> [EXERCISE GOAL]: At the line containing "Target: white refrigerator", begin retyping, and continue word for word until the records below run out.
--- RECORDS SHOWN Enclosed Below ---
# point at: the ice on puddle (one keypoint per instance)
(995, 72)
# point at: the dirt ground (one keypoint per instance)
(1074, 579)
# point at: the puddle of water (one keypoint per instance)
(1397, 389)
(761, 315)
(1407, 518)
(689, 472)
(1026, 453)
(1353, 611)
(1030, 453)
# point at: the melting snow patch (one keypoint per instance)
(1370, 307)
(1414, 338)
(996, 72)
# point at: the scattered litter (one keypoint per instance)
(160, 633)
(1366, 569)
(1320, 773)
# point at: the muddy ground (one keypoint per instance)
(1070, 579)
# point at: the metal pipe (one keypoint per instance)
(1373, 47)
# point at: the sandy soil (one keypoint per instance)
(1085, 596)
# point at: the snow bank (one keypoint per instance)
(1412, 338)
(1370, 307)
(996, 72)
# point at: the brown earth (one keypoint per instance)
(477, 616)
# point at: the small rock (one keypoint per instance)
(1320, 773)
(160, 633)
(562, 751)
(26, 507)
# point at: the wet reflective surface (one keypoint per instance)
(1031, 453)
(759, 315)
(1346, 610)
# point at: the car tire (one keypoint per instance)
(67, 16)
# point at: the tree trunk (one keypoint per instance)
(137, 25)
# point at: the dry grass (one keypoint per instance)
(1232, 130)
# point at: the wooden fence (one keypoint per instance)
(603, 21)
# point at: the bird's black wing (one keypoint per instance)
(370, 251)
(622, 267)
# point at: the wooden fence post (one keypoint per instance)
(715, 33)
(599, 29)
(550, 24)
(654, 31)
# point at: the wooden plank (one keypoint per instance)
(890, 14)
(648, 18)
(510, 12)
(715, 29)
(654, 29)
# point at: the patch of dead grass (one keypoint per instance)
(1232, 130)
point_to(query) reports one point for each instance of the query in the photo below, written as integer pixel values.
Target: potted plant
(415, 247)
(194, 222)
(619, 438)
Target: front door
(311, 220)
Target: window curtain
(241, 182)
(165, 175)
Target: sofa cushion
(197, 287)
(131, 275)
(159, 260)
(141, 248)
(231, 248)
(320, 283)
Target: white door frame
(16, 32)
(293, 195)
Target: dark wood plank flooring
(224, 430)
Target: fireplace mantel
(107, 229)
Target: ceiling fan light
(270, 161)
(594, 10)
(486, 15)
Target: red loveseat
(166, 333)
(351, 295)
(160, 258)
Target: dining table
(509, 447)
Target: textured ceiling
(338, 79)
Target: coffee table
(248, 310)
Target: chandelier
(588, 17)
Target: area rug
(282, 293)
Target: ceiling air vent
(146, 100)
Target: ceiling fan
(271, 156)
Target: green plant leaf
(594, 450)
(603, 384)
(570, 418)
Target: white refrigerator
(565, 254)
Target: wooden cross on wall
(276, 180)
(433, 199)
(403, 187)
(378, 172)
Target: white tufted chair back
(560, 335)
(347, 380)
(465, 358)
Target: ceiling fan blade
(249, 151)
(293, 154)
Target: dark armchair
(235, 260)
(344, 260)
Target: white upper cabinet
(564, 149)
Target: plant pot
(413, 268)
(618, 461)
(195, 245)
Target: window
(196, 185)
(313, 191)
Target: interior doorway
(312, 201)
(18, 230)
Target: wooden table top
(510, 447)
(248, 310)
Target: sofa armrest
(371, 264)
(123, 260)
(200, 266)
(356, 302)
--- End of Enclosed RECORDS SHOWN ---
> [TASK SOLUTION]:
Target: white refrigerator
(565, 254)
Target: wooden cross on wall
(276, 180)
(433, 199)
(403, 187)
(378, 172)
Target: white tufted chair back
(560, 335)
(347, 380)
(465, 358)
Target: ceiling fan blade
(249, 151)
(293, 154)
Target: dark armchair
(235, 260)
(344, 260)
Target: white upper cabinet
(564, 149)
Target: plant pot
(413, 268)
(618, 461)
(195, 245)
Target: window
(196, 185)
(313, 191)
Target: interior doorway
(312, 201)
(18, 230)
Target: wooden table top
(510, 447)
(248, 310)
Target: sofa armrest
(371, 264)
(123, 260)
(200, 266)
(356, 302)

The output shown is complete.